Tarefa escrita A
Em que praça fica o prédio referido no texto sobre a expropriação?
Tarefa escrita B
Reescreva em forma de lista, no texto sobre a expropriação, o parágrafo que começa por "Por deliberação do Conselho de Administração", mantendo os factos principais.
Tarefa escrita C
Prossiga o texto sobre a expropriação a partir do ponto em que termina.

Expropriante – B….., SRU, …, S.A.
Expropriados – C…… e mulher D……, E…… e mulher F……, G….. e mulher H….., I…… e mulher J…… e K….. e mulher L…….
Interessados – M……, Ldª (arrendatária) e N….., S.A. (credor hipotecário).

Por deliberação do Conselho de Administração da Expropriante, de 31/08/2007, publicada no D.R. nº180, IIs., de 18/9/07, em execução dos Decretos Regulamentares nºs 54/85, de 12/8, 14/94 de 17/6, e 11/00 de 24/8 e D-L nº 104/2004 de 7 de Maio (artº 14º), foi declarada a urgência da expropriação, com posse administrativa imediata, de um prédio sito na freguesia da Sé, concelho do Porto, denominada parcela nº 18, relativa à reabilitação urbana da Unidade de Intervenção do Quarteirão das Cardosas, como prédio urbano, descrito na respectiva Conservatória do Registo Predial sob o nº 683º (Sé), inscrito na matriz sob o artº 2344, localizado na Praça de Almeida Garrett, nºs 20 e 21.

Entradas de dados recolhidas
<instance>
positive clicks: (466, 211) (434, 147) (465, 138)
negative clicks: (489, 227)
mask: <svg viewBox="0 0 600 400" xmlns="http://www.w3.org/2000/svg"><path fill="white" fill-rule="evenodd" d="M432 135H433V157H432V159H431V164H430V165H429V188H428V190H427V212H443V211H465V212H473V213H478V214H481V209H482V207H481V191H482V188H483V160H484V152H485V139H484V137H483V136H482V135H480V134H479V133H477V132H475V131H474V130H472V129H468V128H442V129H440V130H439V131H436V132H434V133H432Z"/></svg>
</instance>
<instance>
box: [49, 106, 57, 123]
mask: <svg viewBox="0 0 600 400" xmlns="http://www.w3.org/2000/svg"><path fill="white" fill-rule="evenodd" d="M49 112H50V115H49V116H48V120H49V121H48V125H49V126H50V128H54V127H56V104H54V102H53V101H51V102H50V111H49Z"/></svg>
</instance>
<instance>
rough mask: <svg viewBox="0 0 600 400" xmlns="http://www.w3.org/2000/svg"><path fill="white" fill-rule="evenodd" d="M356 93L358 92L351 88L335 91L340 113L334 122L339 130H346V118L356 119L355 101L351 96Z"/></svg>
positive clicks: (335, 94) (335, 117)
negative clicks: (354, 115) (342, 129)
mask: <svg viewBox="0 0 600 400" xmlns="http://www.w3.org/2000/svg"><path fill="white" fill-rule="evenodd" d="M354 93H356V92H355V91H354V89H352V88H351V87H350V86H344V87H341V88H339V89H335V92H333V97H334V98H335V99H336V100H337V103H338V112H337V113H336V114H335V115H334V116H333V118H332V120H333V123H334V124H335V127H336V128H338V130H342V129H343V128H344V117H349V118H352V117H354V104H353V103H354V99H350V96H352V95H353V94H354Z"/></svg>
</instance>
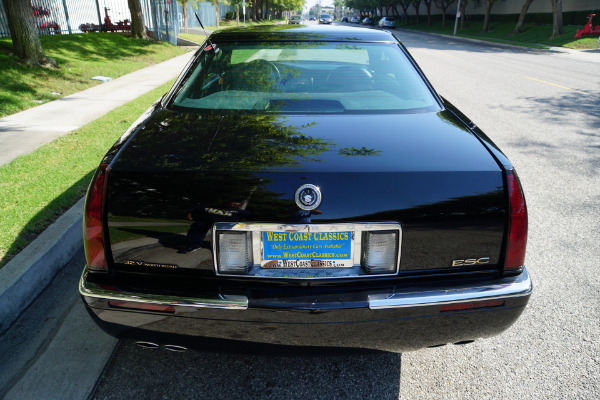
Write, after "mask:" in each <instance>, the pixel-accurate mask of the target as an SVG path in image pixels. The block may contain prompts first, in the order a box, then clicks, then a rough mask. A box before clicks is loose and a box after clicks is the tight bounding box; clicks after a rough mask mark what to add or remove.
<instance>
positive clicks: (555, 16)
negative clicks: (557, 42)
mask: <svg viewBox="0 0 600 400" xmlns="http://www.w3.org/2000/svg"><path fill="white" fill-rule="evenodd" d="M550 1H552V36H551V37H550V38H553V37H556V36H558V35H562V34H563V33H564V31H563V24H562V0H550Z"/></svg>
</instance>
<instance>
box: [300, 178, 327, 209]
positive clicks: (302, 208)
mask: <svg viewBox="0 0 600 400" xmlns="http://www.w3.org/2000/svg"><path fill="white" fill-rule="evenodd" d="M319 204H321V191H320V190H319V188H318V187H316V186H315V185H311V184H306V185H302V186H300V187H299V188H298V190H296V205H297V206H298V207H300V208H301V209H303V210H306V211H310V210H314V209H315V208H317V207H319Z"/></svg>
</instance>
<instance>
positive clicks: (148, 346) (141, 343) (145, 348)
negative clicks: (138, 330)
mask: <svg viewBox="0 0 600 400" xmlns="http://www.w3.org/2000/svg"><path fill="white" fill-rule="evenodd" d="M135 344H137V345H138V346H140V347H142V348H144V349H158V348H159V347H160V345H158V344H156V343H152V342H142V341H139V342H135Z"/></svg>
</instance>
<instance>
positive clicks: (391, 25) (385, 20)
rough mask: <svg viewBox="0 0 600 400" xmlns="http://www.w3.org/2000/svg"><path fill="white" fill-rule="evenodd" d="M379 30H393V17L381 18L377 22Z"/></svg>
mask: <svg viewBox="0 0 600 400" xmlns="http://www.w3.org/2000/svg"><path fill="white" fill-rule="evenodd" d="M378 25H379V27H381V28H395V27H396V23H395V22H394V17H383V18H381V19H380V20H379V23H378Z"/></svg>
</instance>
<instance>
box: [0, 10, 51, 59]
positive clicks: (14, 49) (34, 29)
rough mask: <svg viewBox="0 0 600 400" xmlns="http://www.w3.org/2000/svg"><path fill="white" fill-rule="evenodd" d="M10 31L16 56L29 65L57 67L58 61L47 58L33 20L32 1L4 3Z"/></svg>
mask: <svg viewBox="0 0 600 400" xmlns="http://www.w3.org/2000/svg"><path fill="white" fill-rule="evenodd" d="M4 3H5V4H4V8H5V11H6V19H7V20H8V30H9V31H10V38H11V40H12V42H13V51H14V52H15V54H16V56H17V57H19V58H20V59H21V60H23V61H25V62H26V63H27V64H28V65H39V66H42V67H46V68H49V67H56V66H57V64H56V61H54V60H53V59H51V58H49V57H46V55H45V54H44V50H43V49H42V43H41V42H40V37H39V36H38V32H37V27H36V25H35V21H34V19H33V11H32V8H31V0H9V1H5V2H4Z"/></svg>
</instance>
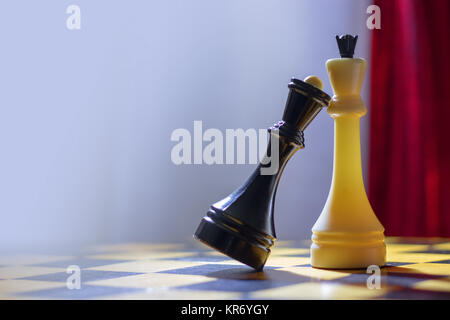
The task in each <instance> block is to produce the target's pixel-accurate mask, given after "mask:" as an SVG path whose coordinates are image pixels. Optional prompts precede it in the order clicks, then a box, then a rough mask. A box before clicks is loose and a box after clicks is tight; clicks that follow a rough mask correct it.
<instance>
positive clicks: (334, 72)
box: [311, 36, 386, 269]
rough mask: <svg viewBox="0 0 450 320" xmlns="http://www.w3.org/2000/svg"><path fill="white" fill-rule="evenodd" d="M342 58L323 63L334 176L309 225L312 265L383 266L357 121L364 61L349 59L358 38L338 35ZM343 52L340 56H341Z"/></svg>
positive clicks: (363, 108)
mask: <svg viewBox="0 0 450 320" xmlns="http://www.w3.org/2000/svg"><path fill="white" fill-rule="evenodd" d="M337 39H338V46H339V50H340V52H341V58H336V59H330V60H328V61H327V62H326V67H327V70H328V75H329V77H330V82H331V86H332V87H333V91H334V96H333V97H332V100H331V102H330V105H329V107H328V109H327V112H328V114H329V115H330V116H331V117H332V118H334V132H335V136H334V161H333V178H332V181H331V187H330V192H329V194H328V198H327V201H326V203H325V206H324V208H323V210H322V212H321V214H320V216H319V218H318V220H317V221H316V223H315V224H314V226H313V228H312V232H313V235H312V241H313V243H312V245H311V265H312V266H313V267H318V268H330V269H354V268H367V267H368V266H369V265H378V266H383V265H384V264H385V261H386V246H385V243H384V234H383V232H384V228H383V226H382V225H381V223H380V222H379V221H378V219H377V217H376V216H375V213H374V212H373V210H372V207H371V206H370V203H369V200H368V198H367V195H366V191H365V188H364V183H363V178H362V167H361V146H360V129H359V121H360V117H362V116H363V115H364V114H365V113H366V112H367V108H366V107H365V105H364V102H363V100H362V99H361V96H360V91H361V88H362V83H363V79H364V73H365V70H366V61H365V60H364V59H361V58H348V57H347V56H349V53H350V52H352V56H353V51H354V44H356V39H357V37H352V36H342V37H340V38H339V37H337ZM342 55H344V56H345V57H342Z"/></svg>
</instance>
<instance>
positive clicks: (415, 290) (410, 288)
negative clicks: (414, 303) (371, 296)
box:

Resposta escrita A
Na Praça de Almeida Garrett, nºs 20 e 21.

Resposta escrita B
- Deliberação: Conselho de Administração da Expropriante, de 31/08/2007, publicada no D.R. nº 180, II série, de 18/9/07.
- Base legal: Decretos Regulamentares nºs 54/85, 14/94 e 11/00 e D-L nº 104/2004 (artº 14º).
- Decisão: declarada a urgência da expropriação, com posse administrativa imediata.
- Objeto: parcela nº 18, prédio urbano na freguesia da Sé, concelho do Porto, na Praça de Almeida Garrett, nºs 20 e 21.
- Finalidade: reabilitação urbana da Unidade de Intervenção do Quarteirão das Cardosas.
- Registo: Conservatória do Registo Predial sob o nº 683 (Sé); matriz, artº 2344.

Resposta escrita C
Na decisão arbitral, relativa ao citado edifício, os árbitros avaliaram-na, de acordo com o disposto no artº 28º C.Exp., levando em conta o valor do solo da parcela e do construído (benfeitorias) e atribuíram por unanimidade ao referido prédio expropriado o valor de € 411 000, valor do solo e construção, como atrás referido; à interessada arrendatária, que desenvolvia no prédio actividade de restauração, foi atribuída a indemnização de € 554 000, soma dos sub-cálculos referentes a lucros cessantes, pagamentos a pessoal inactivo, perdas temporárias de clientela, deterioração de equipamentos e indemnização pelo diferencial de renda.
Por decisão judicial de 7/8/08, foi adjudicada a parcela em questão à Expropriante.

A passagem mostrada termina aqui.